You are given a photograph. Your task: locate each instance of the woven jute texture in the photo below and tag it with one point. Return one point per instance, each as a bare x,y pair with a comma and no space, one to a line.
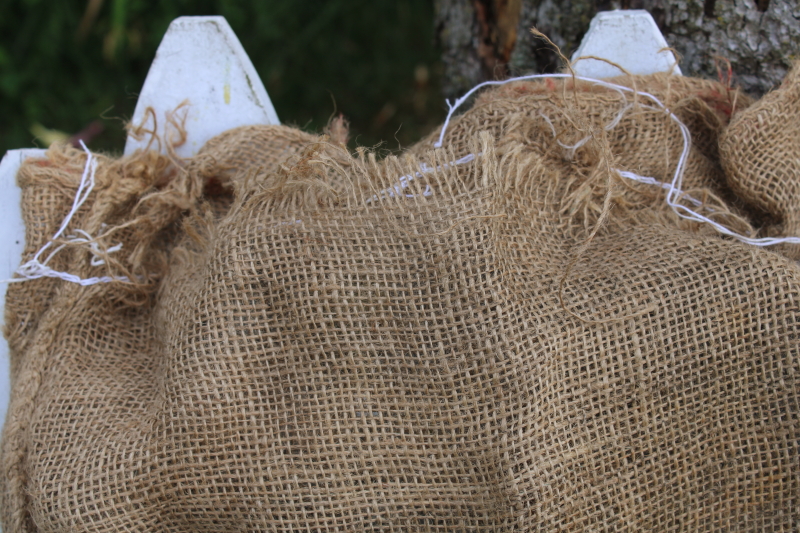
314,341
760,154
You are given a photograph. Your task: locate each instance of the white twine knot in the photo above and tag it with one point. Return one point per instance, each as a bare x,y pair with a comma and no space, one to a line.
36,268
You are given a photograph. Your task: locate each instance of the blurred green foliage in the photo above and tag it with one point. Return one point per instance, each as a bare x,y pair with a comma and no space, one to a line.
68,63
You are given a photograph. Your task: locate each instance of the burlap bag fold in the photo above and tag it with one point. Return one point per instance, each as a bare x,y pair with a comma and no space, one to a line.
759,152
482,344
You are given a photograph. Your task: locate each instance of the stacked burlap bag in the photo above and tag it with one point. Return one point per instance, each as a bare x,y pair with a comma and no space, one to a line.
500,335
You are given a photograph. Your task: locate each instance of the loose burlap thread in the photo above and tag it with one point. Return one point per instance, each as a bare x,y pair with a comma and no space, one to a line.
534,345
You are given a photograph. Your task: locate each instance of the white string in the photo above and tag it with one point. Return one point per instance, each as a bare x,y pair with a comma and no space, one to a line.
674,192
406,180
35,268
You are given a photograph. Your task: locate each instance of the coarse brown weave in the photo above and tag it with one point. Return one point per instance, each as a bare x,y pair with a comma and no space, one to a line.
761,154
520,342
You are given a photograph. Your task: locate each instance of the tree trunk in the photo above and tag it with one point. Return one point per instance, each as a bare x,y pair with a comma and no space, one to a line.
490,39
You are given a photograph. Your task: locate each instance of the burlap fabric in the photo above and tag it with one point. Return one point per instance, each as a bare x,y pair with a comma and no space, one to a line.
760,154
519,342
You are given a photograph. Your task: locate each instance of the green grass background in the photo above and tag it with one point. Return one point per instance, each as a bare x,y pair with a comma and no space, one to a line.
374,61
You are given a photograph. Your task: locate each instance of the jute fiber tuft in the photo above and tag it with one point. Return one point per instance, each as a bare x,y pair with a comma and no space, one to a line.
500,335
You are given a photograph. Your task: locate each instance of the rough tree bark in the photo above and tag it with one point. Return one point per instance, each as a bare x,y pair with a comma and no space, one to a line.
490,39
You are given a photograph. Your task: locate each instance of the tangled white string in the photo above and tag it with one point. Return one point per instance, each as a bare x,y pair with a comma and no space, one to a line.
36,268
406,180
674,190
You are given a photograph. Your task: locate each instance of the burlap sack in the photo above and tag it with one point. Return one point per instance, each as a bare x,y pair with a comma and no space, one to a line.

# # # # #

▶ [What to work on] Pictures are to be left out; repeat all the remaining data exactly.

▶ [Completed exercise]
You are given a photograph. Your task: locate each instance of the woven jute texture in the photo below and tag it with one point. Return one point per instance, each as a bare x,y pair with a comma and no space, one to a line.
314,341
760,154
You are given a photograph. Your task: locate each instance of the white twine knot in the photo above and tag it with one point. Return one point per instance, each as a bare x,y pair with a comma and no space, one to a line.
36,268
You are given a photograph. Your task: locate each instance of the blurred green foliage in the photo above and tag it with one point. Return one point per instance, each as a bare x,y pair with a comma and no space, one to a line.
68,63
You are given a photograph. Your task: locate each instance of the burlap bag fold in the photo above and tag it with one point. Return one point per instance, each as a bare x,y pair with a comma and no space, one to a line.
759,152
482,344
You are given a photograph. Your task: locate each instance of the stacked burlap bag in the photo above and tag it with one point. Return one point per instance, each as a bare x,y pair with a comma and no space, one to a line.
500,335
You are given a photograph. Your task: locate each instance of the loose burlap thread in the photo above and tag it with one point. Return one point per instance, each as a bare x,y pair with a comma and no space, one to a line.
534,345
You are given a photograph. Your task: locate each instance of the white string in the photo above and tag it with one point. Return one point per instance, each as a bare x,y pair with a comma and no space, one to a line.
674,192
406,180
35,268
You are given a photograph. Your task: locate each instance of the coarse brown weave in the photo above and tag it with one point. Return one point per instance, each as a bare x,y pair with a comma and no space, one to a line.
761,154
520,342
You are given a photograph. Your task: locate each instance of the tree trunk in the photo above and tag it with one point. Return one point per instance, each as a bare x,y pair with a comma and no space, one to a line.
490,39
You are given a photograph. Your task: locate each instance of the burlap fabric in the photo above and tag it with one point. Return one point per instance, each as a bare x,y pair with a comma and no space, one to a line.
760,154
519,342
You are given a photograph. Your task: locate each instance of the green grass background in the photo above and tag it with one point. Return one point per instance, each as a bare x,y pair with a comma and no space, one to a line.
374,61
You are given a photograph. Your task: locate each instance of the jute fiber tuft in the photo above and tag it with one point. Return one point per instance, each as a bare x,y pair with a comma and no space, one to a line.
500,335
You are given a photograph. Your task: locate each instance of the rough tree bark in the photo above and tag it with one point. Return one point per instance, each as a bare x,y pair with a comma and no space, one to a line.
490,39
You are given a photograph. Your task: locate each instance of the tangled white string in the photo above and tag it with one point. Return one point per instance, each as a bare x,y pair with a comma and no space, one to a line.
36,268
406,180
674,190
You are given a photograph. Your task: locate each instance of the burlap sack in the photo above and tag it with one point. Return one point per instance, each as a bare x,y pair with a comma and no space, one to a line.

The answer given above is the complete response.